• Document passage:

______________________________

Its underlying message is also the mission of the Saint Joseph Ballet, Burns says: Each of us can take control over the direction we set in life.

“We can’t solve poverty here, or even take away the symptoms of poverty,” she says. “What we can do is try to develop and support all our dancers’ inner resources, which will help them to overcome their challenges.”

The third ballet, based closely on the lives of the dancers, also involves survival and overcoming difficult odds. Its name, “Talitha Koum,” which means “Little girl, get up,” in Aramaic, is taken from a biblical passage in which Jesus helps a child to walk again.

“Talitha Koum” is a multimedia presentation, including dance, words, original paintings and black and white photographs ballet members took of their families and neighborhoods.

Burns interviewed Alicia, Marco and many others, then incorporated their words--about the beauty of a positive spirit, the violent end of a gang-member cousin, the sadness of a grandmother’s death--into her choreography.

Advertisement

“The first year, I think they liked it but may have been a little embarrassed by it,” Burns says. “It made them feel vulnerable. But this year, there’s more of a pride: ‘This is about us. This is our community. This is who we are.’ ”

It is now late April, near the end of a long Saturday that has included rehearsals of scenes from all three ballets. Some dancers have been at the studio throughout the day, alternately rehearsing and waiting.

Inside the studio, Burns, wearing jeans, a faded black T-shirt and no makeup, her shoulder-length hair caught up in a ponytail, is working on the first scene of “Talitha Koum.”

The dancers run, then leap in diagonal rows across the studio, breaking their lines to avoid a half-full bucket in the middle of the polished wood floor. A leak that developed overnight has yet to be fixed.

______________________________

• Given records:
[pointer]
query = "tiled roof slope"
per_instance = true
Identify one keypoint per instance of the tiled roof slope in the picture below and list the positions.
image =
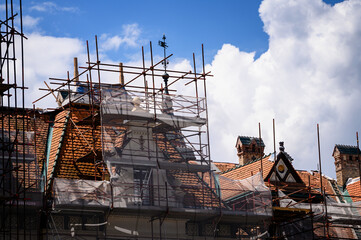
(24, 120)
(75, 149)
(223, 166)
(346, 149)
(354, 190)
(314, 180)
(247, 170)
(247, 140)
(60, 123)
(197, 191)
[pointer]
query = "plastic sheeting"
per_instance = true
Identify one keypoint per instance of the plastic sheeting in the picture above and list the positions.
(343, 219)
(248, 195)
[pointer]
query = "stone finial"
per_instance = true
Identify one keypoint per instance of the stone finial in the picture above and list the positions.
(282, 148)
(76, 72)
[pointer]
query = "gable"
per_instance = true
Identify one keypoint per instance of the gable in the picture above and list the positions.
(283, 171)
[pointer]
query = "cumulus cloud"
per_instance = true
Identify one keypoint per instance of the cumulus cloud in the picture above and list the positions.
(310, 74)
(128, 38)
(51, 7)
(30, 22)
(45, 57)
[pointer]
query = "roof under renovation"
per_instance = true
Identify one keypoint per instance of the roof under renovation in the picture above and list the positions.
(132, 160)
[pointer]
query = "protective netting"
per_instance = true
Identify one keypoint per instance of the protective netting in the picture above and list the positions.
(247, 197)
(332, 219)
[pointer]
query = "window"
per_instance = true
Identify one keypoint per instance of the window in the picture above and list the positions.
(143, 186)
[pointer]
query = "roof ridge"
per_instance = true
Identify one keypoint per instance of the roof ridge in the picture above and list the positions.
(344, 145)
(249, 136)
(238, 165)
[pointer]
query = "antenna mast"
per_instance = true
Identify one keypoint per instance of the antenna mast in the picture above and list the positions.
(165, 76)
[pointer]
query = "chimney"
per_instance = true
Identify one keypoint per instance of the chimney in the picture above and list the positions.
(121, 75)
(76, 73)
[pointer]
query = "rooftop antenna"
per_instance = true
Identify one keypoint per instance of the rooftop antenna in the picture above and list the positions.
(165, 62)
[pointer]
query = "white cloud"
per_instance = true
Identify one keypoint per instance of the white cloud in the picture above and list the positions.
(30, 22)
(310, 74)
(45, 57)
(51, 7)
(129, 38)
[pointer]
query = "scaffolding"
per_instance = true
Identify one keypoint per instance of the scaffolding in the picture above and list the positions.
(20, 181)
(131, 160)
(142, 150)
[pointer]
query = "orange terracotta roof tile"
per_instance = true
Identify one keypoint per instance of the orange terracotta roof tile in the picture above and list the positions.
(247, 170)
(26, 152)
(354, 190)
(314, 180)
(223, 166)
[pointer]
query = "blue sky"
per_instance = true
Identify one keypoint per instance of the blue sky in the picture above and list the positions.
(190, 23)
(295, 61)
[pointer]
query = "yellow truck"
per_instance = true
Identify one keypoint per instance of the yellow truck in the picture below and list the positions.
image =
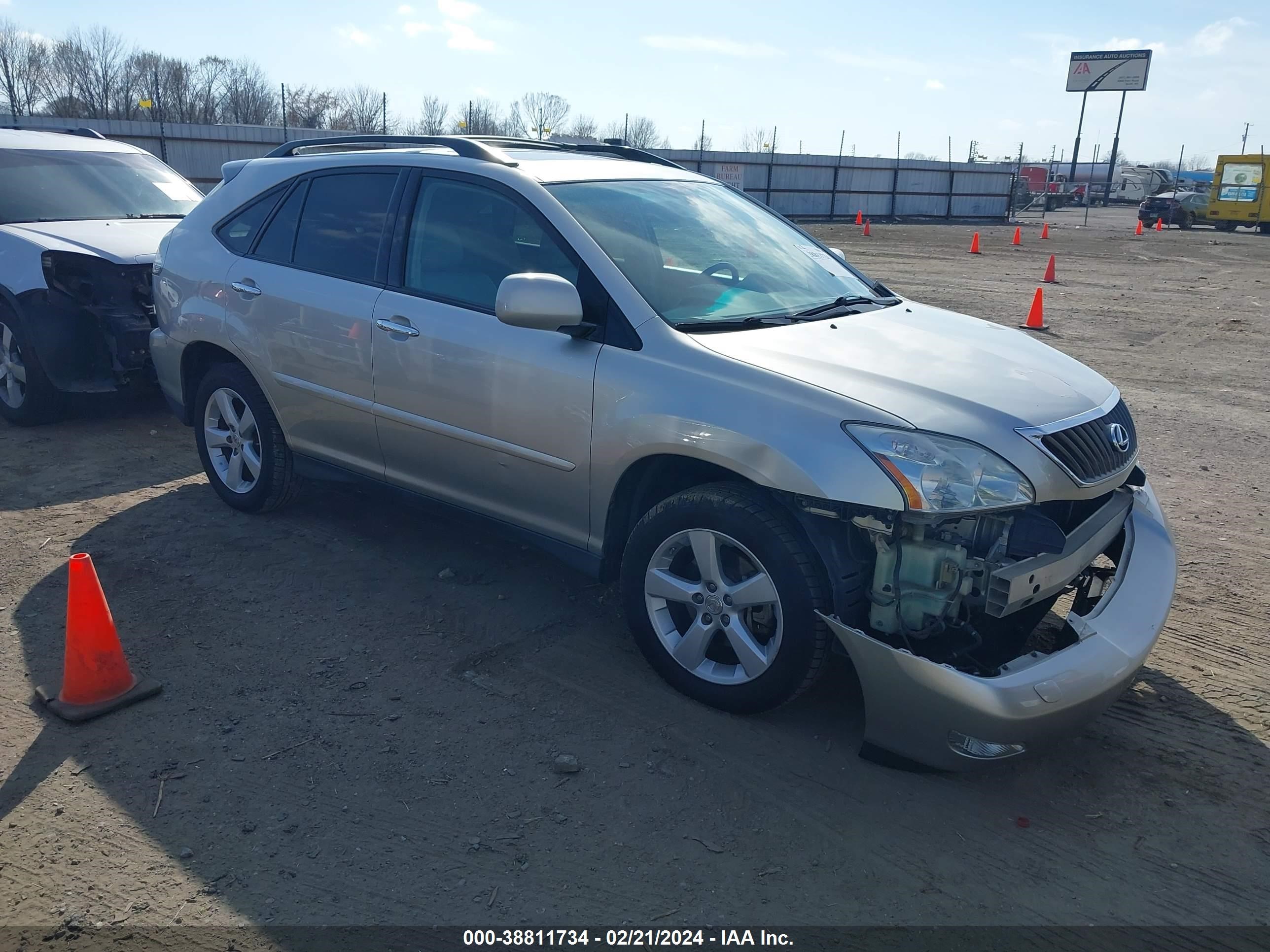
(1238, 195)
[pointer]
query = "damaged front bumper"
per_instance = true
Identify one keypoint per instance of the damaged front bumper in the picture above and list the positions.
(926, 713)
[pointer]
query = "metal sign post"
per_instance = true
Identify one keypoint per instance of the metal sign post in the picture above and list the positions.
(1105, 71)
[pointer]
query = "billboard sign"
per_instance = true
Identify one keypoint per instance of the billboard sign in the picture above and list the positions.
(1112, 71)
(735, 174)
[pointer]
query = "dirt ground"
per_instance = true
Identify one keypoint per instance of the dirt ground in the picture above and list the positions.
(346, 738)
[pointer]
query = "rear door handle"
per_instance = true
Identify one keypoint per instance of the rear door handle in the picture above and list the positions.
(397, 328)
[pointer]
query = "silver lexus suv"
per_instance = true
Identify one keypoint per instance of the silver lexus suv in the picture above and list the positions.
(666, 384)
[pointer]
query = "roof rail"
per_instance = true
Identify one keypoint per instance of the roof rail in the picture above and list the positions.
(461, 145)
(636, 155)
(65, 130)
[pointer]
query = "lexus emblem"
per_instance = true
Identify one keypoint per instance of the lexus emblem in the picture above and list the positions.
(1119, 437)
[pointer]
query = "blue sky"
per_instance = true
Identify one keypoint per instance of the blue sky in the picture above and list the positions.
(986, 70)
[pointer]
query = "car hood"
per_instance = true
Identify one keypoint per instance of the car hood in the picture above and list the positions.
(939, 370)
(118, 240)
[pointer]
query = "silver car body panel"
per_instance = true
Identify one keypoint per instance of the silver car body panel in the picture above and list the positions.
(912, 704)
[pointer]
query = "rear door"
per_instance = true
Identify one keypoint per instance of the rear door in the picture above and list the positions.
(470, 410)
(300, 306)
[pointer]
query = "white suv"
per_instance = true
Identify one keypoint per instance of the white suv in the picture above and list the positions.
(669, 385)
(80, 221)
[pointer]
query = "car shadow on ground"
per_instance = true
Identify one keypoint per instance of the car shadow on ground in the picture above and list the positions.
(349, 684)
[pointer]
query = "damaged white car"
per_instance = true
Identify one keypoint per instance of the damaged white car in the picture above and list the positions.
(660, 380)
(80, 221)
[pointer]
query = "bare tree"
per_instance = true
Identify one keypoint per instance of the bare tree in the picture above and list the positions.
(541, 113)
(249, 98)
(310, 108)
(583, 127)
(432, 118)
(642, 133)
(23, 64)
(756, 140)
(484, 117)
(102, 73)
(361, 109)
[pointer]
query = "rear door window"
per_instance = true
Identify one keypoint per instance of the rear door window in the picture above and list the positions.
(239, 232)
(280, 235)
(342, 224)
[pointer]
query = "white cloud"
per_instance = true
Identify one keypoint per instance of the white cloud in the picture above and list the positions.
(464, 37)
(710, 45)
(458, 9)
(1212, 40)
(356, 36)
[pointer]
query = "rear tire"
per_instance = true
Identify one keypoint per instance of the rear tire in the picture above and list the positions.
(27, 397)
(241, 443)
(735, 654)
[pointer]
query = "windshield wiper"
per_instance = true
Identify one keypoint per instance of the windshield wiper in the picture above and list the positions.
(769, 320)
(846, 303)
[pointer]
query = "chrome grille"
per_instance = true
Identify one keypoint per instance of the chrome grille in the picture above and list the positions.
(1086, 450)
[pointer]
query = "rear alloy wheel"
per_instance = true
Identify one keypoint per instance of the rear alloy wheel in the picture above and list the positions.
(27, 397)
(720, 593)
(241, 443)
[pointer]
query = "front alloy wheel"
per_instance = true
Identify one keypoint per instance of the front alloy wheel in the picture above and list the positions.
(714, 607)
(720, 589)
(241, 443)
(27, 397)
(233, 441)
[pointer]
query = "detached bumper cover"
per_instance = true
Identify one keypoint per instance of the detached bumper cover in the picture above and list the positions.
(912, 704)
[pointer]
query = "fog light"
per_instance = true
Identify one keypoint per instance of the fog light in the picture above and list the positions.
(982, 749)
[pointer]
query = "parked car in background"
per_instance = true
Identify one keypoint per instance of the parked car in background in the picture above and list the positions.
(662, 381)
(1181, 208)
(80, 221)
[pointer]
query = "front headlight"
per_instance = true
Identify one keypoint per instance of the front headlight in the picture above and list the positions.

______________________________

• Check your understanding:
A. Can you transcribe the Saint Joseph Ballet passage from "Advertisement" to "rehearsing and waiting."?
B. Could you go on with the article about the Saint Joseph Ballet from the point where it stops?

• Expected responses:
A.
Advertisement

“The first year, I think they liked it but may have been a little embarrassed by it,” Burns says. “It made them feel vulnerable. But this year, there’s more of a pride: ‘This is about us. This is our community. This is who we are.’ ”

It is now late April, near the end of a long Saturday that has included rehearsals of scenes from all three ballets. Some dancers have been at the studio throughout the day, alternately rehearsing and waiting.

B.
Other dancers, waiting their turns, sit around the sides of the studio. Some, their faces weary, lie on their sides, resting their heads on one another’s knees, watching other dancers rehearse. A group of about 10 plays cards, sitting in a circle on the floor.

“We’re really getting close to the concert now. You’re going to get even more tired than you are now,” Burns says. “Take your Vitamin C, drink milk and get plenty of sleep--so you can come and get exhausted here.”

Advertisement

Most of all, she tells them, remember what this performance, along with those of other years, is all about.

“We’re trying to change people’s minds about Latino youth. They think of kids in Santa Ana, and they’re thinking about gangs and all that stuff,” she reminds them. “I’m sorry, but we have an agenda here.”

Times correspondent Jeff Kass contributed to this story.

(BEGIN TEXT OF INFOBOX / INFOGRAPHIC)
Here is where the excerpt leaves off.